▶ _PASSAGE SHOWN_:
--- --- ---
There are two major ways to manage an investment portfolio. Active portfolio management means actively buying and selling stocks regularly. Passive portfolio management means passively buying and holding stocks, without much activity.
Average investors can also take an active or passive approach.
An investor could do passive portfolio management, on a personal level, by hiring an advisor or buying a mutual fund. Then the advisor or mutual fund could actively manage the portfolio itself.
Or, an investor could do passive portfolio management by directing their advisor to simply buy index funds (the most popular passive investing option). Or buying a passive index fund directly.
You can see there can be many layers to portfolio management.
Let’s make it simple for average investors, starting with the pros and cons of active and passive portfolio management, in general, and then the pros and cons of active and passive management of your own portfolio.
We will discuss these points with these sections:
- Obvious Pros (and Cons) of Passive Management
- Obvious Pros (and Cons) of Active Management
- Should I Do Active Management with my Portfolio?
- Should I Do Passive Management with my Portfolio?
First let’s start with some pros and cons, based on what we know about the human condition. In other words, we are emotional and that has implications.
Obvious Pros (and Cons) of Passive Management
Investing is, arguably, more psychological than technical.
--- --- ---
▶ _RECORDS_:
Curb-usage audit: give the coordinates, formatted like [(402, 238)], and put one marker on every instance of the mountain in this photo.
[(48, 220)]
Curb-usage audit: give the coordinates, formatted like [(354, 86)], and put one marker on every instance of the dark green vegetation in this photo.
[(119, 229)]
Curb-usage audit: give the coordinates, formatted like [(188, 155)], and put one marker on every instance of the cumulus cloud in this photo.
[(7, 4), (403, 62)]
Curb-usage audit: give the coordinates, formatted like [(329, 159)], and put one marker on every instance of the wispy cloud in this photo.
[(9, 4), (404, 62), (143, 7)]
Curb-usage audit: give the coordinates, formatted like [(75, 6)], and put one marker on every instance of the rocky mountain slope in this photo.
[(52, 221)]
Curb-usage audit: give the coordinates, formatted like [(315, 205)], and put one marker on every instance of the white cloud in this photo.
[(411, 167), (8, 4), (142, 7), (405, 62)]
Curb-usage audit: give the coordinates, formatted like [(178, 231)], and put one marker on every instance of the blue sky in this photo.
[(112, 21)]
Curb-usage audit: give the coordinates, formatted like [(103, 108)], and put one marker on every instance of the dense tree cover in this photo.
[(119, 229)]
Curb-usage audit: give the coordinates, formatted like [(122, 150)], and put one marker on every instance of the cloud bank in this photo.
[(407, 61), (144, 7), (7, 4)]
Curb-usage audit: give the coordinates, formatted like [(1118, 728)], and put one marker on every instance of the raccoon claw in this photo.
--- --- ---
▶ _TASK PROMPT_:
Decide whether each statement agrees with the passage on portfolio management. Answer yes or no, and quote the words from the passage that settle it.
(a) Active portfolio management involves buying and selling stocks on a regular basis.
(b) Mutual funds are named as the most popular passive investing option.
(c) Investing is described as more technical than psychological.
Draw only on the passage about portfolio management.

▶ _COMPLETED EXERCISE_:
(a) Yes: "Active portfolio management means actively buying and selling stocks regularly."
(b) No: "index funds (the most popular passive investing option)"
(c) No: "Investing is, arguably, more psychological than technical."